_TASK TO CARRY OUT_. Repeat the records. Keep every word and mark exactly as it is.

_DATASET ENTRIES_.

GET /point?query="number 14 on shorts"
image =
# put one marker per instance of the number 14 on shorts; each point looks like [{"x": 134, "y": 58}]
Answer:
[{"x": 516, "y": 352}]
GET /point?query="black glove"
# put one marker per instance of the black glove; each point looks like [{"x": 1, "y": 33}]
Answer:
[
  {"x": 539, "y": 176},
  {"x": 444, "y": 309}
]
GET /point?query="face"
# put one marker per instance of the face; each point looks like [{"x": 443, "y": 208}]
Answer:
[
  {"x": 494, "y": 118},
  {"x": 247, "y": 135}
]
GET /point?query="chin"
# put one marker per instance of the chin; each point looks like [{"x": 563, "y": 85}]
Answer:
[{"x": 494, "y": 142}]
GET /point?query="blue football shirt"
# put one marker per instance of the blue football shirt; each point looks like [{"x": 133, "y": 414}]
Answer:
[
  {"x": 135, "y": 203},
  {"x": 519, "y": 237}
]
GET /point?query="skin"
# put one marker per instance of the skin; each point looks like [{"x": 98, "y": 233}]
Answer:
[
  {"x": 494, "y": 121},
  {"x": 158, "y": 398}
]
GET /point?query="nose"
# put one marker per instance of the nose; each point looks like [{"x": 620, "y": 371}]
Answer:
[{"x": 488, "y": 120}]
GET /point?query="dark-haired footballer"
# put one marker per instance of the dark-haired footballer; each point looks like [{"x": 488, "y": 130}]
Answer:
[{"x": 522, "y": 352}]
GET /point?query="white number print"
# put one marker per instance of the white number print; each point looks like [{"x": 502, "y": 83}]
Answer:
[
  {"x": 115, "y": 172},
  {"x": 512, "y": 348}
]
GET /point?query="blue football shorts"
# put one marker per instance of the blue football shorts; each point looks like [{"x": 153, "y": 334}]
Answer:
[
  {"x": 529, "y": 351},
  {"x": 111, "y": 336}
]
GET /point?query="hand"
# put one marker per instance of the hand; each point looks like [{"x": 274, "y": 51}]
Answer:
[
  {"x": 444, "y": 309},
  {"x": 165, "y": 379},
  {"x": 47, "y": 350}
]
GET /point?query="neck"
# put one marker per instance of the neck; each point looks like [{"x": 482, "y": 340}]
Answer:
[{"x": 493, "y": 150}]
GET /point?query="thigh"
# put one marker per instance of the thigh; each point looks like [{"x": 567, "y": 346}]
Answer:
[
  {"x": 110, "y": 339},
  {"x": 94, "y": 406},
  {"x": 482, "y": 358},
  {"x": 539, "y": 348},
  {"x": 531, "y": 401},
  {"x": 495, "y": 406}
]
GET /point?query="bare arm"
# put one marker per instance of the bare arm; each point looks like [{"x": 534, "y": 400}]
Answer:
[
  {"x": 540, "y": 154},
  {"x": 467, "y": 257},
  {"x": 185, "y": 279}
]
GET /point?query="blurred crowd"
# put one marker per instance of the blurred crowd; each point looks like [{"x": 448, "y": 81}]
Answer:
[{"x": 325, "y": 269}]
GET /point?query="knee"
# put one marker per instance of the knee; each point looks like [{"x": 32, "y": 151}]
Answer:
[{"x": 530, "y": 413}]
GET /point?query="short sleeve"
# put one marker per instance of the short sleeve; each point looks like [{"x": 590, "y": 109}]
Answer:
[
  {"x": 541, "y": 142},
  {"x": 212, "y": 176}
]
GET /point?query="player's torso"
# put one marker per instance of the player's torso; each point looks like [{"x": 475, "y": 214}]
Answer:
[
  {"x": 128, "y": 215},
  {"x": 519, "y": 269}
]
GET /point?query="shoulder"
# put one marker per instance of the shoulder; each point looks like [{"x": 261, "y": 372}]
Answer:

_ANSWER_.
GET /point?query="number 14 on shorts"
image =
# put one marker per instance of the number 14 on shorts; each point looks like [{"x": 134, "y": 58}]
Answer:
[{"x": 516, "y": 352}]
GET /point?query="black glove"
# put one marker per instance of the black glove; each point looks like [{"x": 1, "y": 33}]
Answer:
[
  {"x": 539, "y": 176},
  {"x": 444, "y": 309}
]
GET /point?query="face"
# put one marker per instance of the face; each point looks like [{"x": 443, "y": 208}]
Answer:
[
  {"x": 494, "y": 118},
  {"x": 247, "y": 135}
]
GET /point?query="chin"
# put one marker per instance of the chin; each point looks like [{"x": 563, "y": 85}]
Answer:
[{"x": 494, "y": 142}]
GET /point?query="blue football shirt"
# put one marker per instance of the blue football shirt; each point looks like [{"x": 133, "y": 414}]
Answer:
[
  {"x": 135, "y": 203},
  {"x": 519, "y": 237}
]
GET /point?query="skin"
# put one marker per instance of the skin; each point looks like [{"x": 98, "y": 233}]
Answer:
[
  {"x": 494, "y": 121},
  {"x": 158, "y": 398}
]
GET /point?query="nose"
# put one marker per instance of the nose; each point looks like [{"x": 620, "y": 371}]
Answer:
[{"x": 488, "y": 120}]
GET /point?query="dark-haired footballer"
# put one marker per instance of the dark-haired footballer; each point looks like [{"x": 488, "y": 130}]
Answer:
[{"x": 522, "y": 352}]
GET /point?query="white number print"
# put one marker per instance of the white number print; each point looks like [{"x": 502, "y": 83}]
Answer:
[
  {"x": 115, "y": 172},
  {"x": 512, "y": 348}
]
GET /point?query="blue football shorts"
# put one marker per instance of the blue football shorts; each point looks like [{"x": 153, "y": 334}]
Answer:
[
  {"x": 529, "y": 351},
  {"x": 111, "y": 336}
]
GET /point?query="hand"
# put one marker per instance of the hand; each point looks like [{"x": 274, "y": 51}]
Answer:
[
  {"x": 444, "y": 309},
  {"x": 165, "y": 379},
  {"x": 47, "y": 350}
]
GET /point?query="neck"
# put one marker per instance of the neck; each point looks like [{"x": 482, "y": 340}]
Answer:
[{"x": 493, "y": 150}]
GET /point?query="thigh"
# put one marker per instance of the thigh; each point looks like [{"x": 567, "y": 346}]
Answer:
[
  {"x": 110, "y": 339},
  {"x": 94, "y": 406},
  {"x": 482, "y": 358},
  {"x": 539, "y": 348},
  {"x": 531, "y": 401},
  {"x": 495, "y": 406}
]
GET /point?query="bare arm"
# put one marker per instance of the bare arm; each point looks like [{"x": 534, "y": 400}]
Answer:
[
  {"x": 540, "y": 154},
  {"x": 467, "y": 257},
  {"x": 185, "y": 279}
]
GET /point?query="blurred crowd"
# put one marker per instance of the blurred crowd; each point looks like [{"x": 448, "y": 81}]
Answer:
[{"x": 325, "y": 269}]
GET /point?query="knee"
# put one marker per instance of the knee; each point looks like [{"x": 32, "y": 151}]
Answer:
[{"x": 530, "y": 413}]
GET /point?query="short sleeve"
# put one marker per instance of the short sleeve; each point looks like [{"x": 590, "y": 109}]
Answer:
[
  {"x": 541, "y": 142},
  {"x": 212, "y": 176}
]
GET /point?query="player's torso"
# put one marker per instance of the player's torso; each point looks like [{"x": 475, "y": 214}]
Answer:
[
  {"x": 128, "y": 215},
  {"x": 519, "y": 269}
]
GET /point?query="shoulder"
# put one marker per instance of the shoulder; each point looks like [{"x": 261, "y": 372}]
Answer:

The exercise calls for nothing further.